Place:


Cookham  Berkshire

 

In 1870-72, John Marius Wilson's Imperial Gazetteer of England and Wales described Cookham like this:

COOKHAM, a village, a parish, a sub-district, a district, and a hundred in Berks. The village stands on the river Thames, adjacent to the Maidenhead and Wycombe railway, 3 miles N of Maidenhead; has a post office‡ under Maidenhead, a station on the railway, an inn much resorted to by anglers, a wooden bridge across the Thames, a parish church, an endowed school, and an alms-house; was the meeting-place, between 996 and 1, 001, of a gemot, attended by many thanes from Wessex and Mercia; was once a market-town, and still has fairs on 16 May and 11 Oct. ...

▸ Given entries
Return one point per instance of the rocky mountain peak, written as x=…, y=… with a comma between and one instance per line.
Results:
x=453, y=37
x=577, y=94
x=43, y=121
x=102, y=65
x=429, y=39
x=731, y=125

▸ Short problem 1
From the gazetteer description of Cookham, quote the stretch from "Cookham  Berkshire" through "11 Oct. ...".
▸ Short problem 2
According to the gazetteer description of Cookham, on what dates does the village still hold fairs?

▸ Correct answer 1
Cookham  Berkshire

 

In 1870-72, John Marius Wilson's Imperial Gazetteer of England and Wales described Cookham like this:

COOKHAM, a village, a parish, a sub-district, a district, and a hundred in Berks. The village stands on the river Thames, adjacent to the Maidenhead and Wycombe railway, 3 miles N of Maidenhead; has a post office‡ under Maidenhead, a station on the railway, an inn much resorted to by anglers, a wooden bridge across the Thames, a parish church, an endowed school, and an alms-house; was the meeting-place, between 996 and 1, 001, of a gemot, attended by many thanes from Wessex and Mercia; was once a market-town, and still has fairs on 16 May and 11 Oct. ...

▸ Correct answer 2
16 May and 11 October.